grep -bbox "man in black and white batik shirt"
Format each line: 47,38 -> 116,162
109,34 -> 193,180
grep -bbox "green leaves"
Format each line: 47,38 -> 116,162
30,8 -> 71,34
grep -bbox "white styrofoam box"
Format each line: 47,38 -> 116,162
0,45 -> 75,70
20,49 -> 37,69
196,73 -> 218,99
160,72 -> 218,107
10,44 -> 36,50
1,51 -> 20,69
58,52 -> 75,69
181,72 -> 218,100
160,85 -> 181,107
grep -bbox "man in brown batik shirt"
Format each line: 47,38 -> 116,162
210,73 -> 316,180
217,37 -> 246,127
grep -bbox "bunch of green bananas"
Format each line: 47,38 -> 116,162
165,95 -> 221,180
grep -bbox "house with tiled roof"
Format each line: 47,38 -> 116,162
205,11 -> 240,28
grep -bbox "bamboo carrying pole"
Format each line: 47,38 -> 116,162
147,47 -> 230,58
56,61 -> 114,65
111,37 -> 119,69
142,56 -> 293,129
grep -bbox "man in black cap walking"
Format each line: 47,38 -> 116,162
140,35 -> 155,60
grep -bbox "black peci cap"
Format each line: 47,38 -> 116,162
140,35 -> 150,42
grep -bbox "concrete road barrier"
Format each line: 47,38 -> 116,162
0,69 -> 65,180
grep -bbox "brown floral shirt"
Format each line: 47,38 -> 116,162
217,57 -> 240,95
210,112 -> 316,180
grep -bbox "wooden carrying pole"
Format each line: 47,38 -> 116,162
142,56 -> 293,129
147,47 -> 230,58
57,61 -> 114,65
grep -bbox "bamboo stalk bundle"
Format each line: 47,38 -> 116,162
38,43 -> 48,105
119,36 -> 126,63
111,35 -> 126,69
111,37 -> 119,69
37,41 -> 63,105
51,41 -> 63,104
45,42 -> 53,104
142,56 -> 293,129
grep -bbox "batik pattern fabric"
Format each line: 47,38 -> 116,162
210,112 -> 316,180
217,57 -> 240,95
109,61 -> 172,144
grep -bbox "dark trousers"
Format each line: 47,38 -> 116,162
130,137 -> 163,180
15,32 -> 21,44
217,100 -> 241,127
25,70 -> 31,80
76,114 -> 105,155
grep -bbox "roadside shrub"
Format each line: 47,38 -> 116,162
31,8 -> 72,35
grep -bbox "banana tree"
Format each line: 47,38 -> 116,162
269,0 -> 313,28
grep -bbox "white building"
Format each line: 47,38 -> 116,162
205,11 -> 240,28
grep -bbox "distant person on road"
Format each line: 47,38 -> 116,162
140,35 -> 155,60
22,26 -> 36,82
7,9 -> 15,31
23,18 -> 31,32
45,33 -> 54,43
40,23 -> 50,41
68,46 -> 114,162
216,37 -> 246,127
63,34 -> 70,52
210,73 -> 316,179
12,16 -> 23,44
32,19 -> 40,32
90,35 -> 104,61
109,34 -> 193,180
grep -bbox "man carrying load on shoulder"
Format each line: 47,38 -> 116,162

§ §

- Exercise instructions: Your response should hold the lines from the first line of the entries above through the line with "in brown batik", each retyped exactly, and nothing else.

- Task solution:
grep -bbox "man in black and white batik shirt"
Format each line: 47,38 -> 116,162
109,34 -> 193,180
grep -bbox "green leaves"
Format each line: 47,38 -> 116,162
30,8 -> 71,34
grep -bbox "white styrofoam box"
Format each line: 47,38 -> 116,162
0,45 -> 75,70
20,49 -> 37,69
196,73 -> 218,99
160,72 -> 218,107
10,44 -> 36,50
1,51 -> 20,69
58,52 -> 75,69
181,72 -> 218,100
160,85 -> 181,107
grep -bbox "man in brown batik shirt"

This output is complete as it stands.